▸ **Brief**
Set the listing down again exactly, please, apart from its pictures.

----- Raw records -----

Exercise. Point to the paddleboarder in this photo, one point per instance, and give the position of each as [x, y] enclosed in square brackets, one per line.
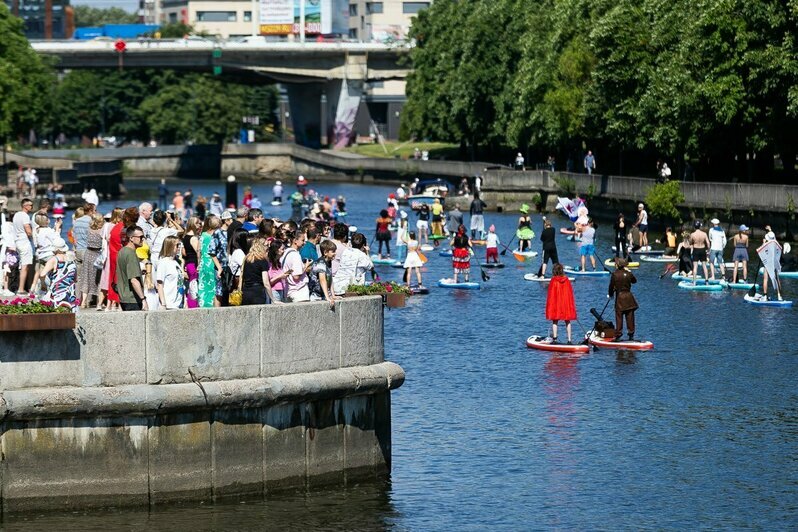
[492, 246]
[461, 254]
[699, 242]
[621, 282]
[560, 303]
[620, 229]
[740, 252]
[524, 232]
[547, 238]
[413, 260]
[770, 253]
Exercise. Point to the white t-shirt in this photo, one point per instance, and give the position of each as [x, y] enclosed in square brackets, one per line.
[156, 238]
[292, 261]
[352, 270]
[236, 261]
[45, 237]
[20, 220]
[167, 271]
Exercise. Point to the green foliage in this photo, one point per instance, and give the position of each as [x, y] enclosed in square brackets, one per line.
[715, 79]
[662, 200]
[92, 16]
[25, 80]
[566, 185]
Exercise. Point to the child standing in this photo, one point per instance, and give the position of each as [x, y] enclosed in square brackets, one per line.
[320, 275]
[560, 302]
[413, 261]
[492, 246]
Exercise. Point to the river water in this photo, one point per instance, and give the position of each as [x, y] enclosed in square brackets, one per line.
[699, 433]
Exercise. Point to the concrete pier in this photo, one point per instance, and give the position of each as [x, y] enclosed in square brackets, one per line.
[144, 407]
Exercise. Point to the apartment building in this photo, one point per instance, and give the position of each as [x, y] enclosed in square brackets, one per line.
[225, 18]
[44, 19]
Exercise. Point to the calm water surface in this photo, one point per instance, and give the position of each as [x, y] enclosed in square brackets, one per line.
[699, 433]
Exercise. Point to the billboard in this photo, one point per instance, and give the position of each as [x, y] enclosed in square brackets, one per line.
[281, 17]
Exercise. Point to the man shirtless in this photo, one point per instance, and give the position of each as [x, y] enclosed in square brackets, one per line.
[699, 242]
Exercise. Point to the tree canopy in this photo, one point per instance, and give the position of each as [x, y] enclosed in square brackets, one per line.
[92, 16]
[25, 80]
[712, 81]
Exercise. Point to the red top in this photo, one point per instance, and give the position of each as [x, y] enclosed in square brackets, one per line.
[560, 301]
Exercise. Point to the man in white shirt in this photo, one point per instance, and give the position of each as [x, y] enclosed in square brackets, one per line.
[355, 262]
[297, 283]
[22, 235]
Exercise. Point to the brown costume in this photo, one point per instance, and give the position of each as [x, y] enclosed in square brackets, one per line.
[621, 283]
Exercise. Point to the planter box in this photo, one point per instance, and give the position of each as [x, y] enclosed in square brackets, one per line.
[37, 322]
[395, 300]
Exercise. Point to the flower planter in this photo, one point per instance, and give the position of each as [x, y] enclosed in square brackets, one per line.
[395, 300]
[37, 322]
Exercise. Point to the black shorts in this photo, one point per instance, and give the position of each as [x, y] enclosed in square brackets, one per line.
[699, 255]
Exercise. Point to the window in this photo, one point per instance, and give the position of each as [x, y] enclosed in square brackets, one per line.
[410, 8]
[216, 16]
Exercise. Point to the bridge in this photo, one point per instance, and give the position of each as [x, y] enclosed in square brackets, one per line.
[324, 80]
[283, 62]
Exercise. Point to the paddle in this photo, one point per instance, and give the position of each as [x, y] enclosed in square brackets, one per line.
[504, 251]
[752, 290]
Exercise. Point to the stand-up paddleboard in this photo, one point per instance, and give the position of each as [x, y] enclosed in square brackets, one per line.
[742, 286]
[699, 287]
[524, 256]
[449, 283]
[586, 273]
[384, 261]
[783, 275]
[658, 258]
[547, 344]
[608, 343]
[679, 277]
[534, 277]
[610, 263]
[767, 302]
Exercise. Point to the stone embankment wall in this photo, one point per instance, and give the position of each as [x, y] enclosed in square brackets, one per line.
[143, 407]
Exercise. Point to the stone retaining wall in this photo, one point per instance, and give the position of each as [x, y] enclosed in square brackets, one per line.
[144, 407]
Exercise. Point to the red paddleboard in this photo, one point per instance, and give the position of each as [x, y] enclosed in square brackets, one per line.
[633, 345]
[540, 342]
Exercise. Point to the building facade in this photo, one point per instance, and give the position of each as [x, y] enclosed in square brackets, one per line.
[44, 19]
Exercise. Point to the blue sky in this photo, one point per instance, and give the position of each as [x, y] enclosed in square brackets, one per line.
[127, 5]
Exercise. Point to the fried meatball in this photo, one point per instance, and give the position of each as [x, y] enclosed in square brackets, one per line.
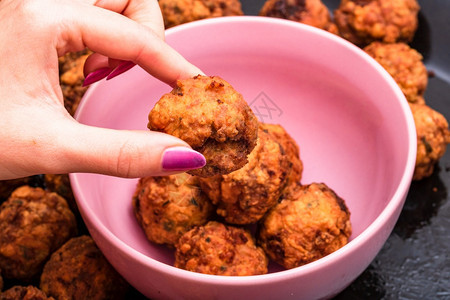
[8, 186]
[78, 270]
[213, 118]
[364, 21]
[245, 195]
[405, 65]
[433, 136]
[24, 293]
[289, 146]
[33, 224]
[220, 249]
[310, 12]
[176, 12]
[309, 223]
[71, 80]
[167, 207]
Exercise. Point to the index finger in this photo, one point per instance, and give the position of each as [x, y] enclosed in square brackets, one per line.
[116, 36]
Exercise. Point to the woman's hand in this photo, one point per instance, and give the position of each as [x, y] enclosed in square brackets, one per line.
[37, 134]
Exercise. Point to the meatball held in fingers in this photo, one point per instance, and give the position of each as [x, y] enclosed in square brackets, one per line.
[213, 118]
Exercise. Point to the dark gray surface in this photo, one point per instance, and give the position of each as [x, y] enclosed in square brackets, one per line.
[414, 263]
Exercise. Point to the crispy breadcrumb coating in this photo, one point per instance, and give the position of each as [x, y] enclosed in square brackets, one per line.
[245, 195]
[213, 118]
[78, 270]
[309, 223]
[220, 249]
[166, 207]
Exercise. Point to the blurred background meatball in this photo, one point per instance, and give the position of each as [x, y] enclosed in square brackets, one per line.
[364, 21]
[310, 12]
[405, 65]
[24, 293]
[78, 270]
[176, 12]
[245, 195]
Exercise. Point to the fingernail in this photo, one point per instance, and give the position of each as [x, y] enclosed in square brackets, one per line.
[96, 76]
[121, 68]
[182, 158]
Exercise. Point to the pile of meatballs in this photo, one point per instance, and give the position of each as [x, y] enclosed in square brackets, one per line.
[247, 206]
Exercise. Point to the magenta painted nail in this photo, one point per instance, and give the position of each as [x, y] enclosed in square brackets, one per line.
[121, 68]
[96, 76]
[182, 158]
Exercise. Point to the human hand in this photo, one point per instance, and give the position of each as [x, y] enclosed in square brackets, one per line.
[38, 135]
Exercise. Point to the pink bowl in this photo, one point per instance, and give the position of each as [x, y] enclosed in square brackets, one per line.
[353, 125]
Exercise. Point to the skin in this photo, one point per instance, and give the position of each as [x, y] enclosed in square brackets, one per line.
[34, 122]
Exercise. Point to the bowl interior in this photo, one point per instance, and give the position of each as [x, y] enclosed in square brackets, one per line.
[326, 93]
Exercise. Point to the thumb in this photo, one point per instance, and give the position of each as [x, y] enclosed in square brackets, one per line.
[127, 153]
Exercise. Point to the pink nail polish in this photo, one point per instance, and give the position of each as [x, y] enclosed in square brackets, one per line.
[121, 68]
[182, 158]
[96, 76]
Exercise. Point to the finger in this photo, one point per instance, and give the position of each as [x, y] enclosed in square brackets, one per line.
[127, 153]
[118, 37]
[145, 12]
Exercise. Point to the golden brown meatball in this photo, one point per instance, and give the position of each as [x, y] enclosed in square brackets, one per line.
[33, 224]
[364, 21]
[309, 223]
[78, 270]
[310, 12]
[432, 138]
[60, 184]
[245, 195]
[213, 118]
[166, 207]
[24, 293]
[220, 249]
[71, 79]
[405, 66]
[176, 12]
[290, 146]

-----

▸ **Answer for the task**
Exercise. Point to the paddleboarder in this photo, one point per instance, and give the position of each as [x, y] enclosed in square brackets, one per line.
[492, 246]
[461, 254]
[699, 242]
[621, 282]
[560, 303]
[620, 229]
[740, 252]
[524, 232]
[547, 238]
[413, 260]
[770, 253]
Exercise. Point to the white t-shirt in this photo, one point per instance, and give the position of each as [x, y] enclosed in square brackets, one per line.
[156, 238]
[292, 261]
[352, 270]
[236, 261]
[45, 237]
[20, 220]
[167, 271]
Exercise. Point to the green foliage in this photo, one point per instance, and give the position of each as [x, y] enclosed in square brackets, one per line.
[715, 79]
[662, 200]
[92, 16]
[25, 80]
[566, 185]
Exercise. Point to the child standing in this photo, one point per instance, and give the position of each as [x, y] enclosed in square brackets, one per line.
[320, 275]
[560, 302]
[413, 261]
[492, 246]
Exercise. Point to the river water in this photo, one point per instance, and give the position of each as [x, y] enclosed in square brackets, one per line.
[699, 433]
Exercise. Point to the concrete pier in this photo, one point per instance, and give the position of each as [x, y] enclosed in square brackets, one per line.
[144, 407]
Exercise. Point to the apartment building in this photo, one point per instance, and give the position of each as [x, y] enclosed in square brackets, one per line.
[225, 18]
[44, 19]
Exercise. Point to the calm water surface in this photo, one point per instance, and give the position of each as [x, y] enclosed in square brackets, one per line.
[699, 433]
Exercise. Point to the billboard in this photo, one point per instance, and give the position of each as [x, y] enclosed in square brackets, one per line.
[281, 17]
Exercise. Point to the man shirtless in this photo, one point per instance, and give the position of each as [x, y] enclosed in square brackets, one per line.
[699, 242]
Exercise. Point to the tree canopy in this photo, one point per instance, and give the position of each as [x, y] enclosed in square brackets, one per line.
[92, 16]
[25, 80]
[712, 81]
Exercise. Point to the red top in this photo, one point per instance, and give the position of each as [x, y] enclosed in square brackets, one per line.
[560, 301]
Exercise. Point to the man in white shirt in this photo, one point per instance, and give the position of each as [x, y] enclosed in square brackets, one per line.
[355, 262]
[297, 283]
[22, 235]
Exercise. Point to the brown costume in this photo, one point per instance, and give the position of each as [x, y] enclosed in square brackets, one per line.
[621, 283]
Exercise. Point to the planter box in this photo, one point per instance, and give the position of each as [x, y] enclosed in square brackets, one per line.
[37, 322]
[395, 300]
Exercise. Point to the flower planter in this photo, one point per instance, and give the position of each as [x, y] enclosed in square brackets, one per line.
[395, 300]
[37, 322]
Exercise. Point to the black shorts in this photo, one point per instance, and give the position of each as [x, y] enclosed in square brackets, one per line.
[699, 255]
Exercise. Point to the window in this photo, one point per instance, and give the position of each as [x, y] enclosed in square brackets, one per line.
[410, 8]
[216, 16]
Exercise. Point to the bridge in this photo, one point per instance, and give the position of each as [x, y] enclosed in square brackets, one per line.
[324, 80]
[283, 62]
Exercise. Point to the paddle in this photo, one point per instance, and give the position of each as [x, y] enclosed in square brackets, one per line.
[504, 251]
[752, 290]
Exercise. Point to the stand-up paddleboard in this photo, one point per instance, and give the position of each as [x, y] enclosed in square brackets, one per line.
[742, 286]
[699, 287]
[524, 256]
[449, 283]
[586, 273]
[384, 261]
[783, 275]
[658, 258]
[547, 344]
[608, 343]
[679, 277]
[534, 277]
[610, 263]
[767, 302]
Exercise. Point to the stone embankment wall in this photo, one point per instance, and give the position of each as [x, y] enclosed in square brackets, one per line.
[143, 407]
Exercise. Point to the stone retaining wall in this photo, one point per instance, and give the position of each as [x, y] enclosed in square brackets, one per line.
[144, 407]
Exercise. Point to the red paddleboard in this photo, one point per instance, and give the position of each as [x, y] enclosed in square brackets, one per line.
[633, 345]
[540, 342]
Exercise. Point to the building facade in this photo, one point per instance, and give the position of each as [x, y] enclosed in square brackets, one per line.
[44, 19]
Exercise. Point to the blue sky in this photo, one point per instance, and give the position of each as [x, y] enclosed in square brackets, one per line.
[127, 5]
Exercise. Point to the fried meatball in this photo, one point per instance, and give the position of each as [x, y] enclosed in square brackets, one per line.
[8, 186]
[78, 270]
[213, 118]
[364, 21]
[245, 195]
[405, 65]
[433, 136]
[24, 293]
[289, 146]
[33, 224]
[220, 249]
[310, 12]
[176, 12]
[309, 223]
[71, 80]
[167, 207]
Exercise. Point to the index finger in this photo, one point per instance, and give the position of each as [x, y] enclosed in square brackets, one per line.
[116, 36]
Exercise. Point to the woman's hand in this photo, one point per instance, and give the position of each as [x, y] enclosed in square brackets, one per line.
[37, 134]
Exercise. Point to the meatball held in fingers in this photo, one point per instance, and give the position of each as [x, y] enclosed in square brackets, one per line.
[213, 118]
Exercise. Point to the dark gray surface in this photo, one point per instance, and give the position of each as [x, y] enclosed in square brackets, one per line.
[414, 263]
Exercise. Point to the crispy breadcrumb coating in this photo, one point per instance, and give the position of each as [x, y] enclosed in square brackets, one per line.
[245, 195]
[213, 118]
[78, 270]
[309, 223]
[220, 249]
[166, 207]
Exercise. Point to the blurred background meatball in this photo, one point per instance, and give the position of each as [x, y] enclosed in square brackets, one per line.
[364, 21]
[310, 12]
[405, 65]
[24, 293]
[78, 270]
[176, 12]
[245, 195]
Exercise. Point to the fingernail in this photo, one point per instance, and give the position of each as [x, y] enclosed in square brackets, one per line.
[96, 76]
[121, 68]
[182, 158]
Exercise. Point to the pile of meatballs in this photo, one point per instance, and give the position of each as [x, y] enclosed in square brackets, one per line.
[247, 206]
Exercise. Point to the magenta painted nail in this photo, one point per instance, and give the position of each as [x, y] enclosed in square brackets, one per line.
[121, 68]
[96, 76]
[182, 158]
Exercise. Point to the human hand in this photo, one point per instance, and give the position of each as [x, y] enclosed in square brackets, one per line.
[38, 135]
Exercise. Point to the pink bowl in this photo, one point per instance, and give the position of each as [x, y] enclosed in square brackets, one per line.
[353, 125]
Exercise. Point to the skin in this photo, one point per instance, and give the position of each as [x, y] enclosed in square brackets, one per line.
[34, 122]
Exercise. Point to the bowl interior in this photo, one point per instance, and give the position of each as [x, y] enclosed in square brackets, one per line.
[326, 93]
Exercise. Point to the thumb in this photo, one point per instance, and give the position of each as [x, y] enclosed in square brackets, one per line.
[127, 153]
Exercise. Point to the pink nail polish in this photo, one point per instance, and give the position of each as [x, y] enclosed in square brackets, one per line.
[121, 68]
[182, 158]
[96, 76]
Exercise. Point to the finger in this photo, one point per instance, and give the position of each as [x, y] enclosed in square brackets, one per line.
[127, 153]
[118, 37]
[145, 12]
Exercise. Point to the golden brown meatball in this photo, one point per instance, and give the position of each as [x, y] enclosed in square brackets, one per line.
[33, 224]
[364, 21]
[309, 223]
[78, 270]
[310, 12]
[432, 138]
[60, 184]
[245, 195]
[213, 118]
[166, 207]
[24, 293]
[220, 249]
[71, 79]
[405, 66]
[176, 12]
[290, 146]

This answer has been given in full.